TRIBUNTRAVEL.COM, MAGELANG - Berkunjung ke Magelang, selain melihat matahari terbit di Phuntuk Setumbu, kamu akan disuguhkan satu destinasi lain yang tak kalah eksotik, yaitu Bukit Rhema atau yang terkenal dengan sebutan Gereja Ayam.
Dengan jarak yang tak terlalu dekat dengan Phuntuk Setumbu membuat kedua destinasi ini menjadi paket bagi wisatawan yang berkunjung.
Menurut pengelola yang bekerja di sana, Yono (60), tempat tersebut mulai dikunjungi wisatawan pada akhir 2000-an.
“Sudah beberapa kali dikunjungi akhir tahun 2000-an, meski baru sangat terkenal di media sosial tahun 2016 dari film AADC,” ujar Yono yang juga warga lokal, Sabtu (7/1/2017).

**SOAL YANG DIBERIKAN:** Perbarui bagian teks tentang Gereja Ayam yang diawali kata-kata "TRIBUNTRAVEL.COM, MAGELANG - Berkunjung" dan diakhiri "sebutan Gereja Ayam.", dengan mengganti "matahari terbit" menjadi "matahari terbenam". Tuliskan bagian itu secara utuh.

**DATA YANG DISEDIAKAN:**

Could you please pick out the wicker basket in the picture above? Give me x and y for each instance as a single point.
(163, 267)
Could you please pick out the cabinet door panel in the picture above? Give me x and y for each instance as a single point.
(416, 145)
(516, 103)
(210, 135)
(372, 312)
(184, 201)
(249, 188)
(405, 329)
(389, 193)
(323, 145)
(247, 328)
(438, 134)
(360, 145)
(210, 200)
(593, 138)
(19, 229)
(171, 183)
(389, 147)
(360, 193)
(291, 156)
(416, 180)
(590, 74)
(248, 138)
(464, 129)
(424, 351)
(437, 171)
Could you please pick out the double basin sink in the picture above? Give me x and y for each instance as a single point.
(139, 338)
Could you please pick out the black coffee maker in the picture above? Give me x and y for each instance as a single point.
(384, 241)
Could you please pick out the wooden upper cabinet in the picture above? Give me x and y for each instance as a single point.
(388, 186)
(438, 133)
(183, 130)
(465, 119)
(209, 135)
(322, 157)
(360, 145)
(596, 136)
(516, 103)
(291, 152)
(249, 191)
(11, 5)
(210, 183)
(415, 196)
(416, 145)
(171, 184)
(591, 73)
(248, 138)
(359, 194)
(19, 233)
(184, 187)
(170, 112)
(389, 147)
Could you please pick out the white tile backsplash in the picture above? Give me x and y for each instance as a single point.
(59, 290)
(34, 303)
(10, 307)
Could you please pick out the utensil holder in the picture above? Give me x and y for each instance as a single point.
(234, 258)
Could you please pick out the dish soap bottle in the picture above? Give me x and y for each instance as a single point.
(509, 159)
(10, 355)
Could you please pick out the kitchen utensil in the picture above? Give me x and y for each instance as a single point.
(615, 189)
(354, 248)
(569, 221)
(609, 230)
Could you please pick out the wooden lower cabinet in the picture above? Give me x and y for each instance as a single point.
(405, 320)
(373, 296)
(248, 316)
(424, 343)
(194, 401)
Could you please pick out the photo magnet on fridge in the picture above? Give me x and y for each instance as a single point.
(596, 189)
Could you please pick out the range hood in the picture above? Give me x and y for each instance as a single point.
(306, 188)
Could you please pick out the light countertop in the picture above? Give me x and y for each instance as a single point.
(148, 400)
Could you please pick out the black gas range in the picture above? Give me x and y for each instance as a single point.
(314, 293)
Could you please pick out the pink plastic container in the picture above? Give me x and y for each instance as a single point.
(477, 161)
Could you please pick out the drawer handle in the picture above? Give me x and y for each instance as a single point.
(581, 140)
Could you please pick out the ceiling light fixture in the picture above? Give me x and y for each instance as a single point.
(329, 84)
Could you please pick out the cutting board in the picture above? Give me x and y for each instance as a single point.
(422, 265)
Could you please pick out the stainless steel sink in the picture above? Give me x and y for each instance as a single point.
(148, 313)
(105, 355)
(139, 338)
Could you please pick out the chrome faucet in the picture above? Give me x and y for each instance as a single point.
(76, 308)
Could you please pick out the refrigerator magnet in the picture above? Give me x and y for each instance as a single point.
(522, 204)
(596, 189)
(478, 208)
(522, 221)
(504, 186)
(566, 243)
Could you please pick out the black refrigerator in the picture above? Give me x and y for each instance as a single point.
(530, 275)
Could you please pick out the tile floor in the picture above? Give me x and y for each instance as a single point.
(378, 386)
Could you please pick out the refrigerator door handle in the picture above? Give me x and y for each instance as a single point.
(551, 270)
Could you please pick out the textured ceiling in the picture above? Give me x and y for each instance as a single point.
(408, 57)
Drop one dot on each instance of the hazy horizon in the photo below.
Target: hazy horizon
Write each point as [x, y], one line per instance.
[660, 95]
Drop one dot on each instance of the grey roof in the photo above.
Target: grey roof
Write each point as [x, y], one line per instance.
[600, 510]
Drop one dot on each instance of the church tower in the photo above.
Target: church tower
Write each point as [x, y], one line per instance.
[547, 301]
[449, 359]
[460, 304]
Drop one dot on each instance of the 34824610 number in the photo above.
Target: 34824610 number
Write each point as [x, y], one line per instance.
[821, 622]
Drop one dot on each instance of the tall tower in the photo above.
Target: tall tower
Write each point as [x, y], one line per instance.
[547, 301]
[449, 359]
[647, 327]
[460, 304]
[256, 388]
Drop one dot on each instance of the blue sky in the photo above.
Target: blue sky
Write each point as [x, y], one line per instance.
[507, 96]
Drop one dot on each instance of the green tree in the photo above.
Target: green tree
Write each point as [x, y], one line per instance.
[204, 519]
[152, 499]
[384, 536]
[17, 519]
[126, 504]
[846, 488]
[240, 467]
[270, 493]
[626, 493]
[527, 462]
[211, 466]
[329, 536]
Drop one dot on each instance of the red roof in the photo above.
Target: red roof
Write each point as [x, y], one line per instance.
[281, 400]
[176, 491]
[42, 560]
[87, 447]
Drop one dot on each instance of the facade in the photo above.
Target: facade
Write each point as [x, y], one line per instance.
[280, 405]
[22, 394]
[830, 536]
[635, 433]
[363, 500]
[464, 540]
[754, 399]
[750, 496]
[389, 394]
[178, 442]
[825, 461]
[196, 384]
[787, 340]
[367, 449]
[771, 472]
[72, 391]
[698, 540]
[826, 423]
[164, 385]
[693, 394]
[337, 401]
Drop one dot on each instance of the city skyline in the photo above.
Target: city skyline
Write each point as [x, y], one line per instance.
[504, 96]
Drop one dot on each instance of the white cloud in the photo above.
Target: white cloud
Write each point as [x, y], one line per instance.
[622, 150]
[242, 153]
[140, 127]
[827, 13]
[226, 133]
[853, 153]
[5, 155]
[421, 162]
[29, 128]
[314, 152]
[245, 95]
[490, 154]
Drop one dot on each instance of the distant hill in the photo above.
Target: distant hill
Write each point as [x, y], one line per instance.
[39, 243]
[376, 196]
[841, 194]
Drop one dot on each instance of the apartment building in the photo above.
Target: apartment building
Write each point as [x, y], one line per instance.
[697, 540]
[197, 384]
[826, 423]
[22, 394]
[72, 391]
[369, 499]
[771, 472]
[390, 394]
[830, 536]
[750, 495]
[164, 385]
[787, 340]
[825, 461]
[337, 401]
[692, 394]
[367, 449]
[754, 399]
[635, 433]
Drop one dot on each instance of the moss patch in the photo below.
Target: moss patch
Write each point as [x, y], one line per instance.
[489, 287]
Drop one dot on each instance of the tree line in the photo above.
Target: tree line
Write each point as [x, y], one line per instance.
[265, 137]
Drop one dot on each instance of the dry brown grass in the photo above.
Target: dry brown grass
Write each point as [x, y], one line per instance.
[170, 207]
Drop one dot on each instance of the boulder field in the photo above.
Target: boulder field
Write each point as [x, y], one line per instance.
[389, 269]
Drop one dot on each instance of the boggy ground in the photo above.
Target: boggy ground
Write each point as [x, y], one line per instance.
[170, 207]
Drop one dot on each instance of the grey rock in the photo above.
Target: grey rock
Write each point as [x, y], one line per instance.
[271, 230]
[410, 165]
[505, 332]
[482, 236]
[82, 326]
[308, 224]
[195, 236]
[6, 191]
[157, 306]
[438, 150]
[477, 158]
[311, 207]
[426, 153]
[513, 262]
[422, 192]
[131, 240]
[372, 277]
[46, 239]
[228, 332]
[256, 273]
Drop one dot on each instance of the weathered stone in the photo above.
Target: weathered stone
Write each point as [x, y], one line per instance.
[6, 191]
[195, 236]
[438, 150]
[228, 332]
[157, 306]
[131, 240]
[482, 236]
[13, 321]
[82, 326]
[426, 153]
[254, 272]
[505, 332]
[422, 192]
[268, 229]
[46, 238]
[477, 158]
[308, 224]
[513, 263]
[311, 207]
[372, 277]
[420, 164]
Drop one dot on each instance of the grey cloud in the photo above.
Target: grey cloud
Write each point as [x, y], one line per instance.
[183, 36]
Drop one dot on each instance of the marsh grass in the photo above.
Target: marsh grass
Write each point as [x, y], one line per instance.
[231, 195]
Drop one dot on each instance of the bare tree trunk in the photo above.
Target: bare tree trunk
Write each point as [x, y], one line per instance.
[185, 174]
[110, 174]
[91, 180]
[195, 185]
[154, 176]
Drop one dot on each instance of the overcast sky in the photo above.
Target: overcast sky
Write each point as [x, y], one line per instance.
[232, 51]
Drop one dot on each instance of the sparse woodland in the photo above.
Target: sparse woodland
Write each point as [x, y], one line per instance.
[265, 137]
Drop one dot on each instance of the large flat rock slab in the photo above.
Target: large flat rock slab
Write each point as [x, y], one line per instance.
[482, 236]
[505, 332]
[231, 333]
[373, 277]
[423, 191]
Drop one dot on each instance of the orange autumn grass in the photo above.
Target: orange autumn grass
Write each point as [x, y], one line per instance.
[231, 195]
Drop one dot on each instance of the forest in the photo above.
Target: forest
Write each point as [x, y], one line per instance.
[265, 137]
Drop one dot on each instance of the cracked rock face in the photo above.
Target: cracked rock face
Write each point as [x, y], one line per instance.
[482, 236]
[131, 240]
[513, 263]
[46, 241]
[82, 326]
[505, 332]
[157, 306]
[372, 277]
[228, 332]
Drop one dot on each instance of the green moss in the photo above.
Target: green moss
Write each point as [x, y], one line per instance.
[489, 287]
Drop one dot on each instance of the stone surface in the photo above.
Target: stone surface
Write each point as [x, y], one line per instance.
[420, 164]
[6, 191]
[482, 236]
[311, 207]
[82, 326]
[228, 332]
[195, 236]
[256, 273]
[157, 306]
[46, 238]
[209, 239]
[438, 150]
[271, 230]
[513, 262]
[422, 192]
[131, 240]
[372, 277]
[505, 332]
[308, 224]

==

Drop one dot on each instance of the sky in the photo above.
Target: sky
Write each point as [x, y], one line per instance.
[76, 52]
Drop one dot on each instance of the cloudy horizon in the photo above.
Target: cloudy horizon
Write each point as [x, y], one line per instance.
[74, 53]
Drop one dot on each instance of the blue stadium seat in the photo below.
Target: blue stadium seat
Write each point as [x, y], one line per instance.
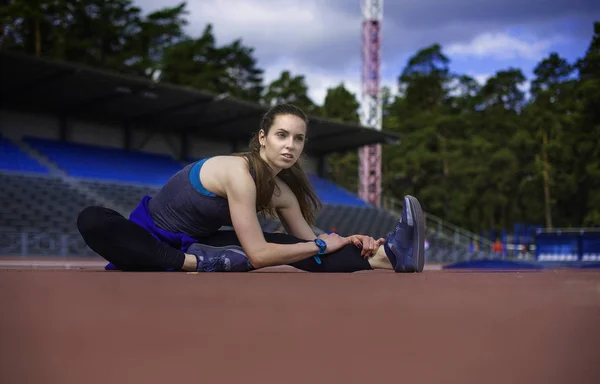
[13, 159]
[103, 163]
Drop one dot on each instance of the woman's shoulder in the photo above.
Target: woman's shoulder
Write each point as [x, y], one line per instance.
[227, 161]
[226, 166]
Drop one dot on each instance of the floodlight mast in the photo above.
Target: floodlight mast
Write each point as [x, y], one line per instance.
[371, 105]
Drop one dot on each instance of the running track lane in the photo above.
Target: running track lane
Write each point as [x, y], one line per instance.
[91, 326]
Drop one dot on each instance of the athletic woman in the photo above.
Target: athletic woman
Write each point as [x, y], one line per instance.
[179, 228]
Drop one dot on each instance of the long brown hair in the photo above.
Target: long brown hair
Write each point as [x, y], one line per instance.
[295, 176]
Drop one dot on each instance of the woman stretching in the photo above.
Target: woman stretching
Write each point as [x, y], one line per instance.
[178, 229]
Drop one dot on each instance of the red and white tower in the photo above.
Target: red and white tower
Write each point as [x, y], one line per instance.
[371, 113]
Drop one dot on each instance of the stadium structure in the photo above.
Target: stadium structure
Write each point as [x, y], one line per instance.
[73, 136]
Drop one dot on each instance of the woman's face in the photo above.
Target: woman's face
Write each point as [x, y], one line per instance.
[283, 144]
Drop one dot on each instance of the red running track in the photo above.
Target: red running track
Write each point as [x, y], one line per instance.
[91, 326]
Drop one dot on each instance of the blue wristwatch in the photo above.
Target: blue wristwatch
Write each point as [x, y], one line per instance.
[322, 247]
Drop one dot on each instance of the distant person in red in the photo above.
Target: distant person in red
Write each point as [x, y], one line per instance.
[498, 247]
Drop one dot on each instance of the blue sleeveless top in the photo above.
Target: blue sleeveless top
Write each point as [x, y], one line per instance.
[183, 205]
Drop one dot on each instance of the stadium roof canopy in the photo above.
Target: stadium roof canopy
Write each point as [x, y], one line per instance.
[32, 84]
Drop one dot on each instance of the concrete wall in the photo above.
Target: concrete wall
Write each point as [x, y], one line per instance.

==

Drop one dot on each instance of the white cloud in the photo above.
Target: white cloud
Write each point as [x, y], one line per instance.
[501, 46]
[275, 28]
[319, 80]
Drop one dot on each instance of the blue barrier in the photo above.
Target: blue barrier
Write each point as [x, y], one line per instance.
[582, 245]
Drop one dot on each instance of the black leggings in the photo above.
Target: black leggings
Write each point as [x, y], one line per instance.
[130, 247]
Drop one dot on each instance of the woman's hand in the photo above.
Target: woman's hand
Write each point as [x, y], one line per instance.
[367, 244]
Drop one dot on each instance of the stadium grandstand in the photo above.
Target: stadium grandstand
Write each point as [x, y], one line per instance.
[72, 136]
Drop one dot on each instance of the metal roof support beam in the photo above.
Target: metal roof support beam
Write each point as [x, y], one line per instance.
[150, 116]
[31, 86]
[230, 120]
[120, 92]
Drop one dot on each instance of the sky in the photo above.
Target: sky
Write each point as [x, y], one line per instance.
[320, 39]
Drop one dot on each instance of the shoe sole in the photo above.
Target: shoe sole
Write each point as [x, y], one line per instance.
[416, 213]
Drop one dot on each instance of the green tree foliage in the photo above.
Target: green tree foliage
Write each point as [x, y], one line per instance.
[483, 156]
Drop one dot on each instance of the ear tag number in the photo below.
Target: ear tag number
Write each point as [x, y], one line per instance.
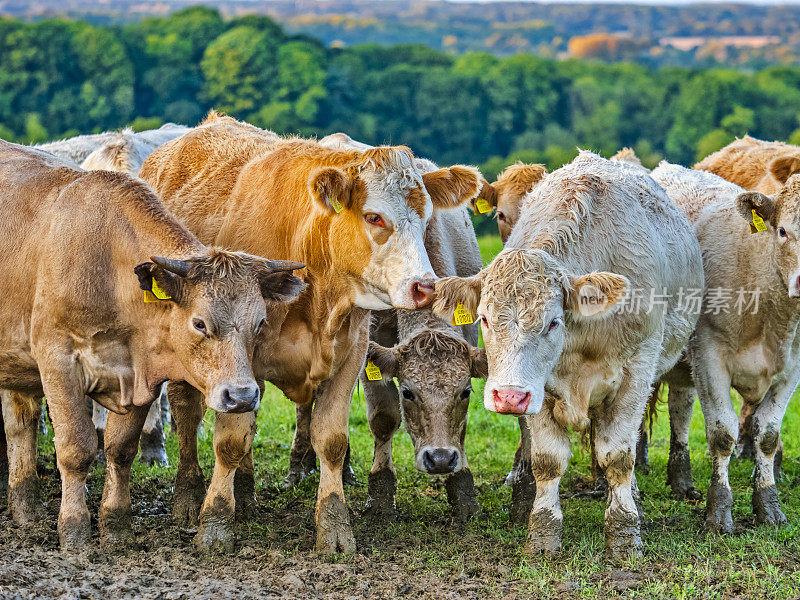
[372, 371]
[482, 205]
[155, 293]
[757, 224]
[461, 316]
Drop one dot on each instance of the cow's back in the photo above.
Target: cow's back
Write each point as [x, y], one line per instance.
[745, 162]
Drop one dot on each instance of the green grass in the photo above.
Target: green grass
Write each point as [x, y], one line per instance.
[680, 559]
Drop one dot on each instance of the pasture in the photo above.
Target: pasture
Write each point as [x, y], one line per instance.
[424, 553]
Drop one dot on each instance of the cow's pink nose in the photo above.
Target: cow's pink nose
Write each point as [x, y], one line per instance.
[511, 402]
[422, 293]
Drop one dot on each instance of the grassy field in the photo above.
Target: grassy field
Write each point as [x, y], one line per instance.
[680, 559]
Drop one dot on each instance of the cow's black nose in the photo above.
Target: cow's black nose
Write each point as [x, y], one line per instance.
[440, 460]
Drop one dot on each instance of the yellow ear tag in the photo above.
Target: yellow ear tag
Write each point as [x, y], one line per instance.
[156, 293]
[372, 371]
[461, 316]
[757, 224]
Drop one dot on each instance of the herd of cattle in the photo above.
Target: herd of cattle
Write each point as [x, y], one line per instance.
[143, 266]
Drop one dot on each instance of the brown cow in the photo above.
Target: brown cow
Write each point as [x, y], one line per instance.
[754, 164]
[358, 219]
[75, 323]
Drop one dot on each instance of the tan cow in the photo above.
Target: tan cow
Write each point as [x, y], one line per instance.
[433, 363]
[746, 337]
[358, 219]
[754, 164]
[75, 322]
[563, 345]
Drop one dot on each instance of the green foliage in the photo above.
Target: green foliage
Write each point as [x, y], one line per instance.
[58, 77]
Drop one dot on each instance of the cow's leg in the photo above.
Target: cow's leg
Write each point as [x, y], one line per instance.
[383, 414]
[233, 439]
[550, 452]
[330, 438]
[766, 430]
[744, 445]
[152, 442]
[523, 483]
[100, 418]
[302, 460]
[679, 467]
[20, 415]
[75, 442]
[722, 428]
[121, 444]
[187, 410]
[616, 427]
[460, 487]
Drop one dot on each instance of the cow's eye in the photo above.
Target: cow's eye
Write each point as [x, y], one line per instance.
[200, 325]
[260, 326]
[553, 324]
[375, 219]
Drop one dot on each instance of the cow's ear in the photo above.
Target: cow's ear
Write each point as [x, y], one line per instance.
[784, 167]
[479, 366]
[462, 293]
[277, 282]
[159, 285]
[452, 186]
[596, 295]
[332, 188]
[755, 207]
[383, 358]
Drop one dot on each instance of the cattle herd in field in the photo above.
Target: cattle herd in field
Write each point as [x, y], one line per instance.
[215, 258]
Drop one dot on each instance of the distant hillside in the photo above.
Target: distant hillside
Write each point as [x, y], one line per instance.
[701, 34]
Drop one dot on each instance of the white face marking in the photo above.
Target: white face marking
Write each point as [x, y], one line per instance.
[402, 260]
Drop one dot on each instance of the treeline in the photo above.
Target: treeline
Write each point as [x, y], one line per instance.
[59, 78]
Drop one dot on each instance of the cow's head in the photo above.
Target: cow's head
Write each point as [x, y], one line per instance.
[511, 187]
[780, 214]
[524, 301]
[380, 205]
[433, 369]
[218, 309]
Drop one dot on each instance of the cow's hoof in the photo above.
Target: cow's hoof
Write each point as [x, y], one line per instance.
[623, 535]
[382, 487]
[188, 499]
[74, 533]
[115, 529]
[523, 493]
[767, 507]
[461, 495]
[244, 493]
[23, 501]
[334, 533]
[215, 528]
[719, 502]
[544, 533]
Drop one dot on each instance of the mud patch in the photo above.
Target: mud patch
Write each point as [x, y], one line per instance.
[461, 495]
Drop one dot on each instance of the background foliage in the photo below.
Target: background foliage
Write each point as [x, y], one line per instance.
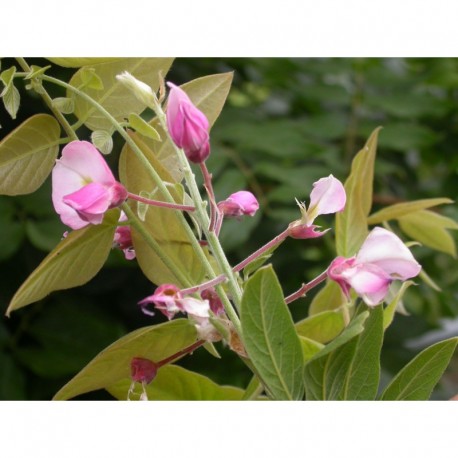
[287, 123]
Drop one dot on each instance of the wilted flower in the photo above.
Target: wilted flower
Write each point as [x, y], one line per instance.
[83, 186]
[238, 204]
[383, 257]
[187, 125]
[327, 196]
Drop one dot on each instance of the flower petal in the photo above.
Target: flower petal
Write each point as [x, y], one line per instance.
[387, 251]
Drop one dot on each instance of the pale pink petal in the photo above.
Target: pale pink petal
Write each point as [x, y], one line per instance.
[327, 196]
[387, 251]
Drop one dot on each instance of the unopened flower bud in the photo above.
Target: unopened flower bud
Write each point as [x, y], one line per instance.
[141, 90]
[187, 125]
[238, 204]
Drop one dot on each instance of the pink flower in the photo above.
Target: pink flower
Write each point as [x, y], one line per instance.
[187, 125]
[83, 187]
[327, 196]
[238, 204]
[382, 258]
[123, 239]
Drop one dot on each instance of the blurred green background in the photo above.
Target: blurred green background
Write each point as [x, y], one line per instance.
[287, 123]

**JAWABAN LATIHAN:**
TRIBUNTRAVEL.COM, MAGELANG - Berkunjung ke Magelang, selain melihat matahari terbenam di Phuntuk Setumbu, kamu akan disuguhkan satu destinasi lain yang tak kalah eksotik, yaitu Bukit Rhema atau yang terkenal dengan sebutan Gereja Ayam.